[Text]:

⟨

We still believe that it is important to use Tier 3 or Tier 4 for most units that burn ethylene process off-gas because combustion of process off-gas is the primary source of GHG process emissions for ethylene processes, the carbon content may vary among facilities depending on the type of feedstock to the ethylene process units, and the ratio of ethylene process off-gas to other fuels may vary in each fuel gas system.

However, we recognize that some ethylene process off gas that is burned in process heaters or boilers may not enter the fuel gas system and that the lines conveying these off-gas streams may not have flow monitors. For example, 40 CFR part 63, subpart YY, requires control of process vent emissions from ethylene production process units; these streams may be controlled by venting to a process heater or boiler, but subpart YY does not require monitoring of the vent stream flow rate. It was not our intent to require the installation of flow meters on these ancillary gas streams that do not significantly contribute to the overall heat input of the stationary combustion unit. In addition, we recognize that facilities may only meter the primary fuel flow at relatively large combustion units that are subject to emission limitations that are related to the heat input rate. About one-third of the ethylene production capacity is at petroleum refineries, and much of the rest is at large integrated chemical manufacturing facilities. Based on an analysis of process heaters at petroleum refineries (see section II.O of this preamble), it appears that process heaters less than 30 mmBtu/hr are often not subject to emission limitations and, therefore, may not have metered flow. Furthermore, such combustion units appear to represent only a small percentage of the total fuel use at refineries. Given the large size of most other chemical manufacturing facilities that make ethylene, it is likely that such combustion units represent only a small percentage of total fuel use at these facilities as well. Thus, easing the Tier 3 monitoring requirements for these small combustion units would reduce the compliance burden without significantly impacting the accuracy of the nationwide GHG emission inventories for ethylene production.

Notwithstanding the above discussion, if a flow meter is installed in the fuel gas line, including any common pipe, then we consider that the Tier 3 monitoring requirements are reasonable and justified. In such cases there will not be a significant burden to use the Tier 3 method, and the reported GHG emissions will be more accurate.

Therefore, we are proposing to amend 40 CFR 98.243(d) to allow the use of Tier 1 or Tier 2 methods for small flows (in cases where a flow meter is not already installed). Specifically, we are proposing that Tier 1 or Tier 2 methods may be used for ethylene process off-gas streams that meet either of the following conditions:

(1) The annual average flow rate of fuel gas (that contains ethylene process off-gas) in the fuel gas line to the combustion unit, prior to any split to individual burners or ports, does not exceed 345 scfm at 60 °F and 14.7 pounds per square inch absolute, psia, and a flow meter is not installed at any point in the line supplying fuel gas or an upstream common pipe; or

(2) The combustion unit has a maximum rated heat input capacity of less than 30 mmBtu/hr, and a flow meter is not installed at any point in the line supplying fuel gas (that contains ethylene process off-gas) or an upstream common pipe.

⟩

[Collected material]:
⟨

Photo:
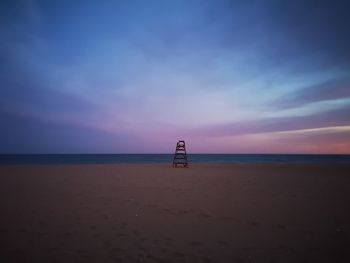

⟩

[Challenges]:
1 > In the passage on ethylene off-gas monitoring, translate this sentence into Spanish: "About one-third of the ethylene production capacity is at petroleum refineries, and much of the rest is at large integrated chemical manufacturing facilities."
2 > Reproduce word for word everything in the passage on ethylene off-gas monitoring from "We still believe" down to "fuel gas system.".

[Task-by-task results]:
1 > Aproximadamente un tercio de la capacidad de producción de etileno se encuentra en refinerías de petróleo, y gran parte del resto está en grandes instalaciones integradas de fabricación de productos químicos.

2 >
We still believe that it is important to use Tier 3 or Tier 4 for most units that burn ethylene process off-gas because combustion of process off-gas is the primary source of GHG process emissions for ethylene processes, the carbon content may vary among facilities depending on the type of feedstock to the ethylene process units, and the ratio of ethylene process off-gas to other fuels may vary in each fuel gas system.